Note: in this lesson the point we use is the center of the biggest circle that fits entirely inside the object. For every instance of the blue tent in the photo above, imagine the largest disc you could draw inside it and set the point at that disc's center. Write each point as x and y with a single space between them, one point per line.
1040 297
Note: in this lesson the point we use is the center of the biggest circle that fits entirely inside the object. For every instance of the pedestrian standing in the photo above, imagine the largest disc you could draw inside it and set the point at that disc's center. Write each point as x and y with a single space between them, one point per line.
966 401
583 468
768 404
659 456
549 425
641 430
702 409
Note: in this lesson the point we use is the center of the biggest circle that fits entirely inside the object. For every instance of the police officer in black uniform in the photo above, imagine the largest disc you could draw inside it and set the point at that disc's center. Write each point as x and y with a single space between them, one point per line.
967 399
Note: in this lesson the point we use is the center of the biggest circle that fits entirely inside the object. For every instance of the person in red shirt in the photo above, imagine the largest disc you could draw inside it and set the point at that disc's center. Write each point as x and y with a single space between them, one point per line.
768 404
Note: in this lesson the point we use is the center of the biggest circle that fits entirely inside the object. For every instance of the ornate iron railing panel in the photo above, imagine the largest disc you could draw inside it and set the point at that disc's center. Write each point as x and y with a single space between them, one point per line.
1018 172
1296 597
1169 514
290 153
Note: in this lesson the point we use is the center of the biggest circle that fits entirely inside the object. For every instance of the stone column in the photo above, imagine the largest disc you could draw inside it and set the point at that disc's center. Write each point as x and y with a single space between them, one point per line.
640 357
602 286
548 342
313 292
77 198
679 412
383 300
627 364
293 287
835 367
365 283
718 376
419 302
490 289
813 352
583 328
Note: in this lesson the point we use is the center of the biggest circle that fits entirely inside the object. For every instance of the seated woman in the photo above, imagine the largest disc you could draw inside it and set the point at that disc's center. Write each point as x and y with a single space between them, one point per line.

*-*-*

• Exercise directions
Give back every entry exactly.

• Output of the task
Note: in this lesson the point we use is the center of the biggest circle that fits entirely inside the object. For every instance of the blue tent in the photo above, imagine the largest disc you could draw inside it and set the point at that disc's center. Write each point as x and y with a single space between them, one point per line.
1040 297
Note: in this lesson the point we use is the center of the biggest circle that fits entirely inside the object. For every instance of the pedestrian standing in the photo above, imagine the largest disc you could draw inside it and set the point at that disc's center. Write each point as x and y with a single space between them, one point per line.
966 401
583 468
768 404
659 456
549 425
641 430
702 409
Note: in this lesson the point we use is the center of the biggest circle that fits entirely inside the object. For every instance of the police officer in black uniform in the photo above, imagine the largest disc you could draw inside it and set the point at that disc's center. Write each point as x and y with a single space between them, one point per line.
967 399
Note: in this lesson the point we use is the center of the biggest circle that fits entirely inside the object. For every instance of the person in red shirt in the photo above, imagine the largest disc you could draw inside it and set the point at that disc's center. Write each point as x and y with a single space between them, one point per line.
768 404
Note: in this lesson the point we use is the center of the biggest circle that fits entirely inside the object. For every instance of the ornate iron railing panel in the photo above, imagine the largest disc you could draw inside it and set the point at that disc's center. Write each point as x and y with a single space between them, one point per line.
1018 172
1296 597
1169 514
290 153
Note: in this lesson the point we use is the center of the biggest circle that fits entirely inside the object. For every instance of the stone column in the photo above, imagine the largest disc you could draw inside it and set the point at that disc's center. Write each point as x and y with a single space between them, one point per line.
640 357
602 286
548 342
313 292
77 198
679 412
383 300
627 364
293 287
835 367
365 283
718 376
419 302
490 289
813 352
583 328
Note: in this lesson the point we use is the center of the biggest circle that fits entirely inside the object. For every instance of the seated woman in the photo above, imagine the largest disc you could draw inside it and set the point at that disc's center. Write each point as x and y with a single space between them, one point per line.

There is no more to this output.